*** PASSAGE SHOWN ***

Chris Nashawaty hips you to ”his” movie
There’s at least one movie that you think of as ”yours.” You know what I’m talking about: the film that you’re absolutely convinced is better than 99 percent of the dreck that’s out there, and yet for some inexplicable reason no one seems to have seen but you. You may even be a little possessive about it. Part of you is dying to tell everyone you work with to rent it; another part wants to keep it all to yourself like that obscure indie band from Burkina Faso. Your movie doesn’t have to be some arcane Lebanese art-house flick or Swahili slapstick comedy. It could just as easily be a studio movie that somehow has fallen through the cracks. Like mine…
Mine is 1990’s A Shock to System, a wicked black comedy starring Michael Caine. You can find it at Blockbuster or on Netflix. And yet I’m constantly surprised that so many people whose movie IQs I respect have never seen it. Very much a movie from 1990, A Shock to the System has traces of Wall Street, The War of the Roses, and The Player; the female lead is played by Elizabeth McGovern (hard to get more 1990 than that); and it assumes of its audience a deep hatred for ”yuppies” (remember them?). Best of all, it features one of Caine’s best — and most deliciously, sympathetically evil — performances.

*** RAW DATA ***

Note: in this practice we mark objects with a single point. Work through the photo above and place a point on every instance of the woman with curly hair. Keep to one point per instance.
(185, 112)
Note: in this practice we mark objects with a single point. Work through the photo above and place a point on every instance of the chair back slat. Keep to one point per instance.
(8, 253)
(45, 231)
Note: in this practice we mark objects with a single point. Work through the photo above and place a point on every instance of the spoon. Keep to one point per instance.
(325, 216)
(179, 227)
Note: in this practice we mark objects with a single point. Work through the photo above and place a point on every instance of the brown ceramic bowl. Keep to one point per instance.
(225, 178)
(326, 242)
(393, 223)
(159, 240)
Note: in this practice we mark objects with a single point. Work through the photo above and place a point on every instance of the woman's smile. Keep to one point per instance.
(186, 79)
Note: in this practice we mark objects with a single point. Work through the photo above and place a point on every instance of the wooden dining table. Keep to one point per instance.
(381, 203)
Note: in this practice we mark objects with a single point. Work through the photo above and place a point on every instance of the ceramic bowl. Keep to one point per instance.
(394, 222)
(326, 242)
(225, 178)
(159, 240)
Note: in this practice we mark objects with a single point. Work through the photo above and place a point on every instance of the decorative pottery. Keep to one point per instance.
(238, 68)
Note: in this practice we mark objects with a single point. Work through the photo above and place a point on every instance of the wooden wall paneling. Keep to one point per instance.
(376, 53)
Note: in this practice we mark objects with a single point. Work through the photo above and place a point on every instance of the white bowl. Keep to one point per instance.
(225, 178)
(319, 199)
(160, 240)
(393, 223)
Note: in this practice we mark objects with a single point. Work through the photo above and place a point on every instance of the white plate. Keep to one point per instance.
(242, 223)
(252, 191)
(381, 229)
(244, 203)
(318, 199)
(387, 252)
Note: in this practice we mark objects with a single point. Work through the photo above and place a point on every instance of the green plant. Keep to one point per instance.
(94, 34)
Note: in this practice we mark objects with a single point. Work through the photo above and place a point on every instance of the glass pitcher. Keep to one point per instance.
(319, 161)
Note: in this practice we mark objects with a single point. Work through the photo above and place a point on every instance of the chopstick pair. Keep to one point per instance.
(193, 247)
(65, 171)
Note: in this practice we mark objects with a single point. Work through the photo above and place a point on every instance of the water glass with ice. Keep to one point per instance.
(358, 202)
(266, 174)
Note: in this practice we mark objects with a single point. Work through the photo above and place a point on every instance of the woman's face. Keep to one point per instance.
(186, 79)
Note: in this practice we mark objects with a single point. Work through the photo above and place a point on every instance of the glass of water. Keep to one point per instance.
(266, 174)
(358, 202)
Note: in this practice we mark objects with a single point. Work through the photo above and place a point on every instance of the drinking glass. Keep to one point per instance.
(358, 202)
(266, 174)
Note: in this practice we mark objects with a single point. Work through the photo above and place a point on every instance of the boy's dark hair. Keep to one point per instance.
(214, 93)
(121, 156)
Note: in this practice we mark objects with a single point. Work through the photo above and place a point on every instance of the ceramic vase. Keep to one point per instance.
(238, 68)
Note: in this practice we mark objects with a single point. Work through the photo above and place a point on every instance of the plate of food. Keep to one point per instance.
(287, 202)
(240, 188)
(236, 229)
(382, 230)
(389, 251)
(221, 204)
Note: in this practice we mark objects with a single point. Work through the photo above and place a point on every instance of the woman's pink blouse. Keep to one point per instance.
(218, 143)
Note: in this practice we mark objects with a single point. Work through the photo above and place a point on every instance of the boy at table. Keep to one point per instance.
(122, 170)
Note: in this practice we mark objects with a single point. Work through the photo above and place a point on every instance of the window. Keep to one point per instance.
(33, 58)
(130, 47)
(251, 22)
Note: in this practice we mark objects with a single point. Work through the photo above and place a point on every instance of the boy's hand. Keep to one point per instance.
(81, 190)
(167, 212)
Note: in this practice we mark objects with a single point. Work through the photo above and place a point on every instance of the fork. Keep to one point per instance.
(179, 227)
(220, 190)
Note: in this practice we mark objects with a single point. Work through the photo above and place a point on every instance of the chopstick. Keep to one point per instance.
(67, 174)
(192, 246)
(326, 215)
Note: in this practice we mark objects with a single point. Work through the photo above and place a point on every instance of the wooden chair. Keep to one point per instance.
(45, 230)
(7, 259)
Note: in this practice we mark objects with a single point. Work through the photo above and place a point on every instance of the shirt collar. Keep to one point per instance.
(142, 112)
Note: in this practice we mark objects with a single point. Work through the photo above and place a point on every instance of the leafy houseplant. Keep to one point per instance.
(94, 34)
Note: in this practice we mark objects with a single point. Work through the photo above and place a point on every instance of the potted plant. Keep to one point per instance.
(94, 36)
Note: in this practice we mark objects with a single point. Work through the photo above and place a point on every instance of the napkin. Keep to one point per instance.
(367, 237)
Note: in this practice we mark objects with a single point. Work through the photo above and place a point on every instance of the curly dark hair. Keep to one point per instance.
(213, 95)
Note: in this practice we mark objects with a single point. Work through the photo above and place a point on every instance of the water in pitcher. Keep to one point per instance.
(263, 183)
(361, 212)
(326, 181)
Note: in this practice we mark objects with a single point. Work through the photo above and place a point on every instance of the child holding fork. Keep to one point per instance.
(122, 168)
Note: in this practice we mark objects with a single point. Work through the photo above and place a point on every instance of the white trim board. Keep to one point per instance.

***
*** RAW DATA ***

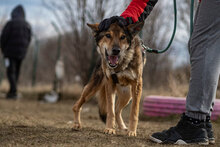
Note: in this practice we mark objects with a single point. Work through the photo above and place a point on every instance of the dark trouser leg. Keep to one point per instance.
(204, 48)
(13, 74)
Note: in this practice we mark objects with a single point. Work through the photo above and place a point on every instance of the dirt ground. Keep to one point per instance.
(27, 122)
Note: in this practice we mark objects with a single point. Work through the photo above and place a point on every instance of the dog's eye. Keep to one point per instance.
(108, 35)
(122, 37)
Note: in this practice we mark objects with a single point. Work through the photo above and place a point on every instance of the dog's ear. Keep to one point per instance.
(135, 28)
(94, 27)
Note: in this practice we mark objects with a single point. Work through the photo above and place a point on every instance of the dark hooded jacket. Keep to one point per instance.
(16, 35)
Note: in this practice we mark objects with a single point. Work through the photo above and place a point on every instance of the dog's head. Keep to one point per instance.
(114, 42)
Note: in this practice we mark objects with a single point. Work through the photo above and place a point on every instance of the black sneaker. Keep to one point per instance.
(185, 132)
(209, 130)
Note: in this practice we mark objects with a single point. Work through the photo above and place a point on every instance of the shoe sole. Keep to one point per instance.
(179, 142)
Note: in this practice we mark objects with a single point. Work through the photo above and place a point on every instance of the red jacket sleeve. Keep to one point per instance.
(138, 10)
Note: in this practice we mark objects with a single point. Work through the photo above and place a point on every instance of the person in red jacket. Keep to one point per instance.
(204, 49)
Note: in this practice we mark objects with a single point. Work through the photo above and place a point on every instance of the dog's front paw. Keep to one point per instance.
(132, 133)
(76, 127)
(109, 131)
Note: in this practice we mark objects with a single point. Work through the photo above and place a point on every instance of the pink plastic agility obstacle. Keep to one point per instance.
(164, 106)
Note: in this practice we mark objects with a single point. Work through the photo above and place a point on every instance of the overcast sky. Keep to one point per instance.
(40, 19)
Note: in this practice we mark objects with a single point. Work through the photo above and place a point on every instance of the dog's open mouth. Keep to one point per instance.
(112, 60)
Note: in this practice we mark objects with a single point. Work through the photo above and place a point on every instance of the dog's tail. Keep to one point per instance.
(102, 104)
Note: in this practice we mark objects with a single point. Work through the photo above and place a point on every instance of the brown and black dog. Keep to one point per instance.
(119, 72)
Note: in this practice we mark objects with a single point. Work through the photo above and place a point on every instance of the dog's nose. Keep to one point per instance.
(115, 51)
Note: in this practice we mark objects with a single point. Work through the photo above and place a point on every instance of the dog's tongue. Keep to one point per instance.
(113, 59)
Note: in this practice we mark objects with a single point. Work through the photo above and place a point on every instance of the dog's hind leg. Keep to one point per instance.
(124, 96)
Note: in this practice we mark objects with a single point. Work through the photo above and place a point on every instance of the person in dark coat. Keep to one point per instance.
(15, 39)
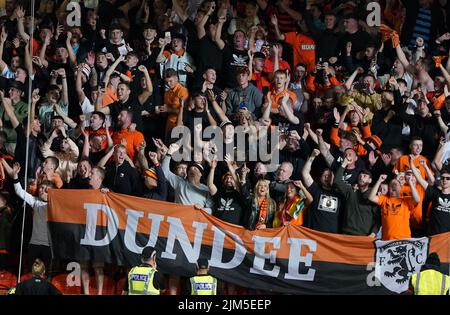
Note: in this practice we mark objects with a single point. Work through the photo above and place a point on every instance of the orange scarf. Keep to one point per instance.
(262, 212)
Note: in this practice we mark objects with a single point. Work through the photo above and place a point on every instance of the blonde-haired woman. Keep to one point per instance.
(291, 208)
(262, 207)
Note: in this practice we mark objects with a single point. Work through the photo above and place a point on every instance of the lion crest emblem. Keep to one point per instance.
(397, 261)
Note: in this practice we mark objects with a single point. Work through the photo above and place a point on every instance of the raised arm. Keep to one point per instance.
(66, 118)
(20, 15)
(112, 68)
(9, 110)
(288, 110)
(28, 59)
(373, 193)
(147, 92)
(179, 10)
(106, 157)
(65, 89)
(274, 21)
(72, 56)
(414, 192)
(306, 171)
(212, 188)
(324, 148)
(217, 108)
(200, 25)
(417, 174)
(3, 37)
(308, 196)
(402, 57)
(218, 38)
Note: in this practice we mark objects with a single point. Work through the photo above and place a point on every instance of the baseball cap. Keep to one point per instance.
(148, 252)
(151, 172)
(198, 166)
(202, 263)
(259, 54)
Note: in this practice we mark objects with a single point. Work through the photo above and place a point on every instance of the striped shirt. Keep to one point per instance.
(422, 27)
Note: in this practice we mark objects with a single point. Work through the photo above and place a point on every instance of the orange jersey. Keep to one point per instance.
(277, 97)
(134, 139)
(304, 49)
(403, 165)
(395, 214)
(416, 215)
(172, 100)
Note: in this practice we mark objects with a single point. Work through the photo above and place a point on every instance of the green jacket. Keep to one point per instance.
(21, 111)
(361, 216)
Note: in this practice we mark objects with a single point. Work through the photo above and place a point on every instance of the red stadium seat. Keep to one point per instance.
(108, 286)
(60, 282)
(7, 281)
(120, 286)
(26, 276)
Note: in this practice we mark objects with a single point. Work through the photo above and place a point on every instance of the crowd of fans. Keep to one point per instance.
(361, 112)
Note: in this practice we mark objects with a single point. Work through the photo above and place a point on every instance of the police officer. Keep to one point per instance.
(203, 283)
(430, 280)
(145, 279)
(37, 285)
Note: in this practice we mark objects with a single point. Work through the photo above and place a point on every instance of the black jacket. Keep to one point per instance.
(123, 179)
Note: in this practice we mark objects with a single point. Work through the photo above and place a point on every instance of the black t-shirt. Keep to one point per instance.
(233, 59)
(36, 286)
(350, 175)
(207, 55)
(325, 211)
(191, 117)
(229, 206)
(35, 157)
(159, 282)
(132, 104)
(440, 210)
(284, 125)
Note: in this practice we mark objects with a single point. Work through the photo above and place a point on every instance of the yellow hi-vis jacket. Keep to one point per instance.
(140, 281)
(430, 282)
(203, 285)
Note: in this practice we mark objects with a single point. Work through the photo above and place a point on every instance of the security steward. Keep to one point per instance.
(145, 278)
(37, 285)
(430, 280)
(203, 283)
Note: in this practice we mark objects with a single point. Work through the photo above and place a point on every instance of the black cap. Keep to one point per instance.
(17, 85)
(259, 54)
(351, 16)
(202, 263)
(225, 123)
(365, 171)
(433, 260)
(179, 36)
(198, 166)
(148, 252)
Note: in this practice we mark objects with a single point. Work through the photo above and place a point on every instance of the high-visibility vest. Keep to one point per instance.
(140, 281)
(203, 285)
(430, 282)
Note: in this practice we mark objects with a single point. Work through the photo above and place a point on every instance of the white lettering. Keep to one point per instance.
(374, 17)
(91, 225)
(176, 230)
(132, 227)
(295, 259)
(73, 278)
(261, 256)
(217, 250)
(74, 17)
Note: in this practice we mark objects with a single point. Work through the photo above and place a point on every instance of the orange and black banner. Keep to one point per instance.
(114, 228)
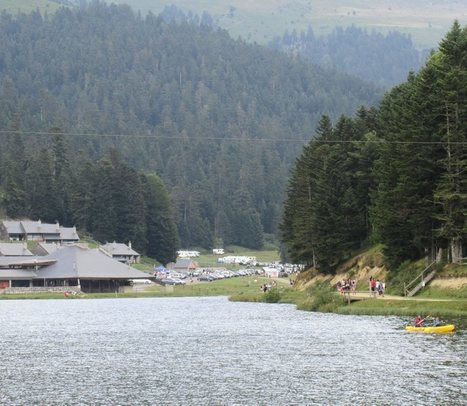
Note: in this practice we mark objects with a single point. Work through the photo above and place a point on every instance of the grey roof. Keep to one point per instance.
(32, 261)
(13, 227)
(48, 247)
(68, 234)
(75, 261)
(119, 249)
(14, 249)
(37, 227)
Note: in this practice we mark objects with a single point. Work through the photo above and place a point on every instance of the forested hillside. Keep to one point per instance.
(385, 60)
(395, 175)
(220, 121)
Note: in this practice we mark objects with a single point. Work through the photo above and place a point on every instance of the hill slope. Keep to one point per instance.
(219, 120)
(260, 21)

***
*** RAW DATA ***

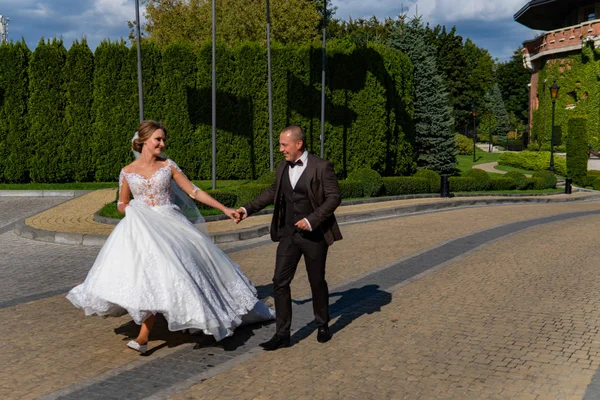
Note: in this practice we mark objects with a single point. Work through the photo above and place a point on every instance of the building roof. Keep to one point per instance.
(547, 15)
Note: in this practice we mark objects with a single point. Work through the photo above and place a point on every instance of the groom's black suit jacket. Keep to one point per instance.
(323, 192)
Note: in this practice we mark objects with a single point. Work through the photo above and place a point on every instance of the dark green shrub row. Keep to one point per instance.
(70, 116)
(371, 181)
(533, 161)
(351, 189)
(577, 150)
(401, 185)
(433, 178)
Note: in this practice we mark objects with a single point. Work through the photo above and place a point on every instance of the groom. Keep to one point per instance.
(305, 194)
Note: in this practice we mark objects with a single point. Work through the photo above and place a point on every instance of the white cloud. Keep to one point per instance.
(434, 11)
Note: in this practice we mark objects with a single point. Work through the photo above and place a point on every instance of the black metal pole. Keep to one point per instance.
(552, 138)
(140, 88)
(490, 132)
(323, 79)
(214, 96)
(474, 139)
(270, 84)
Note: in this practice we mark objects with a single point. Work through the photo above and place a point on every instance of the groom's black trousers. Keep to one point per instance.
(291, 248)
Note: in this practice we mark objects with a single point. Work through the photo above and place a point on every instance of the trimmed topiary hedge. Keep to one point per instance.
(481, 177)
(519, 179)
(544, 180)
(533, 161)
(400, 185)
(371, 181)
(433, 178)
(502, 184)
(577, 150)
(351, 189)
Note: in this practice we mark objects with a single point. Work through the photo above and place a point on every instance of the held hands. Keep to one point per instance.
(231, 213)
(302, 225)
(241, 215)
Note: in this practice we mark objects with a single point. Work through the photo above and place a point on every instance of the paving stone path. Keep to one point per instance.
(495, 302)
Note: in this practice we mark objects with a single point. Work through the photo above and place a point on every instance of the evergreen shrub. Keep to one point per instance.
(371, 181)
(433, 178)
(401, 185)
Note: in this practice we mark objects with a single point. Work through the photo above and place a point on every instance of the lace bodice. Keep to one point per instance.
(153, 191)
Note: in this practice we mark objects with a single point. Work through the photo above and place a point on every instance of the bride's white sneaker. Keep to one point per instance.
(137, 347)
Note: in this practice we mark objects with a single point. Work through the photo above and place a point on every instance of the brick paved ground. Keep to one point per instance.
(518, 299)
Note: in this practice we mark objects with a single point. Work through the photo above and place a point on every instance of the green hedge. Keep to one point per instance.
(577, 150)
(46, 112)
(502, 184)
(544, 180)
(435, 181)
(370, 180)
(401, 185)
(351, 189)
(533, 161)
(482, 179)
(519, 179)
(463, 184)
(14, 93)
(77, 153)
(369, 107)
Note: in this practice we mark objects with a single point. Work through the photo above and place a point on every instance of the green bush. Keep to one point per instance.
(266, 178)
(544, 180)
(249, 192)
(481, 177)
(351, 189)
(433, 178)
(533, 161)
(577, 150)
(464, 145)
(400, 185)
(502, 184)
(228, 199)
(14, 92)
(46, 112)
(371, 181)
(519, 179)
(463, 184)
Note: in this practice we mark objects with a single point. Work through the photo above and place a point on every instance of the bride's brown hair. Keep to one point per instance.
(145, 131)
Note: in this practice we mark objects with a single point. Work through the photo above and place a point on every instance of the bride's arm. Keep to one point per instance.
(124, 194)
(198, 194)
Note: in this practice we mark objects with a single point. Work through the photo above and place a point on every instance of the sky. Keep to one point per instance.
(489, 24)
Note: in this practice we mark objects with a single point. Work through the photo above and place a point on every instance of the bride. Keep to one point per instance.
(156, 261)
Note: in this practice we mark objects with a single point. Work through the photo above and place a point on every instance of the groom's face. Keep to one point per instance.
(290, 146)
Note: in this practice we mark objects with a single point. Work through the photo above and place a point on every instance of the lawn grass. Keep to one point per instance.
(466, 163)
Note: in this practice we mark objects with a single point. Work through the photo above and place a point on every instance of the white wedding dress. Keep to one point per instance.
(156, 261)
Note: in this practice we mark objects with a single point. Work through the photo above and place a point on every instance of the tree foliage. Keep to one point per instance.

***

**THE TASKS**.
A – List the movies that the column about a favorite overlooked film says A Shock to the System has traces of.
B – Carry on the column about a favorite overlooked film, picking up right after its final sentence.
The rows were drawn from a separate source and are unrelated to the column.

**ANSWERS FOR THE TASKS**.
A – Wall Street, The War of the Roses, The Player

B –
Maybe now’s a good time for a disclaimer: I’ve always been a big sucker for Michael Caine. In my mind, the guy can do no wrong. Even when his films are less than good (Jaws IV: The Revenge, Beyond the Poseidon Adventure, Victory), he’s always more than watchable. He’s the Teflon Cockney. Crap that would stick to other actors just seems to slide right off him, leaving him smelling fresh as a daisy. And when Caine is good, there’s no one better. Just try to imagine anyone else in Get Carter, The Man Who Would be King, Sleuth, or Hannah and Her Sisters. Impossible, I say.
In Shock, Caine plays Graham Marshall, a well-to-do advertising exec whose middle-aged, suburban existence is bearing down on him like a ton of bricks. His wife (Swoosie Kurtz) is a shrew, he’s worried he’s losing his sex appeal with the kinds of younger women who used to flirt with him, and, at the beginning of the film, he gets passed over for a promotion that everyone assumes will be his.
Instead, the job goes to a flashy, young sycophant played by Peter Riegert — the kind of pompous Drakkar Noir-smelling ass who wears suspenders, smokes expensive cigars, and can’t stop talking about his sexy girlfriend, his sailboat, and his country house. The big boss loves Riegert because he’s a young turk, he’s hip, and he’s fluent in meaningless corporate-speak. He’s the Future. Caine, meanwhile, is seen as a dinosaur. But he’s not about to lumber off to the tar pits quietly.
Caine fantasizes about killing not only his office nemesis, but his nagging wife as well. Why? Well, for starters, when she finds out that he didn’t get the promotion, she yells at him and the next day backhandedly apologizes by saying, ”I forgive you for failing, Graham.” Spurred on by his own jauntily sinister voiceover, Caine slowly descends into madness. He’s like the Michael Douglas character in Falling Down, only funny instead of scary. And soon he’s acting on his dark impulses.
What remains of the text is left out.